### PAGE

Joelle...

Ce prénom marquera à jamais quelque chose de particulier, pour moi. Joëlle. Je pense, très régulièrement à cette jeune femme. Elle était âgée d’une trentaine d’année, et travaillait en tant que vendeuse en boulangerie. Elle menait une petite vie paisible, sans histoire, dans une petite ville de la proche banlieue parisienne. Une vie comme bon nombre d'entre nous aimerait la vivre. Le travail, les amis, la famille... Quoi de plus normal! 
Ses parents, ainsi que son frère, habitaient un petit village du sud de la France. 
Je me souviens très bien de cette affaire; et pour cause. J’étais tout juste « Officier de Police Judiciaire » (OPJ), nouvellement habilité par le parquet local. Cela ne faisait que quelques semaines que j'étais affecté à un groupe "criminel" chargé de traiter les homicides. 
C’était un samedi du mois d’Octobre, et c’était ma première astreinte . A l’époque, nous étions en binôme; un OPJ et un APJ (Agent de Police Judiciaire); nous prenions l'astreinte au mercredi soir, jusqu'au mercredi suivant. Week-end compris.
Bien sur, au moment de l'appel, de l'énonciation des faits, le coup de stress. Il va falloir être là, se démerder, assurer. L'affaire est, bien entendu, grave.
Bien souvent, en pareil cas, le substitut du Procureur se déplace également sur la scène de crime. Quelle n'a pas été ma surprise d'apprendre que la magistrat du parquet qui m’attendait en était également à sa première astreinte. 
Après tout, il faut bien un début…lot de consolation, je n'étais au moins pas le seul à être sous pression à cet instant-là.

### DONNÉES FOURNIES
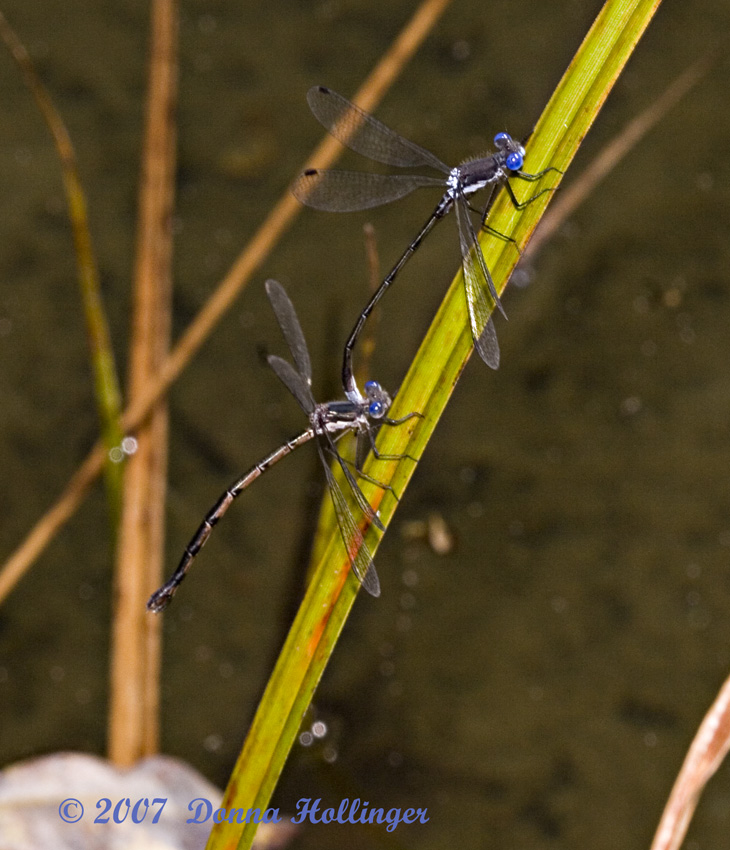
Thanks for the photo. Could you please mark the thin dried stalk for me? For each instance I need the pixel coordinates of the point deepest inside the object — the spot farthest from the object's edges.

### EXERCICE ÉCRIT 1
Dans le récit, reformulez en liste le paragraphe qui commence par « C’était un samedi du mois d’Octobre », en gardant ses faits principaux.
### EXERCICE ÉCRIT 2
Traduisez en anglais cette phrase du récit : « Ses parents, ainsi que son frère, habitaient un petit village du sud de la France. »

### RÉPONSE COMPLÈTE 1
- Un samedi d’octobre : ma première astreinte.
- À l’époque, travail en binôme : un OPJ et un APJ (Agent de Police Judiciaire).
- Astreinte prise du mercredi soir au mercredi suivant, week-end compris.

### RÉPONSE COMPLÈTE 2
Her parents, as well as her brother, lived in a small village in the south of France.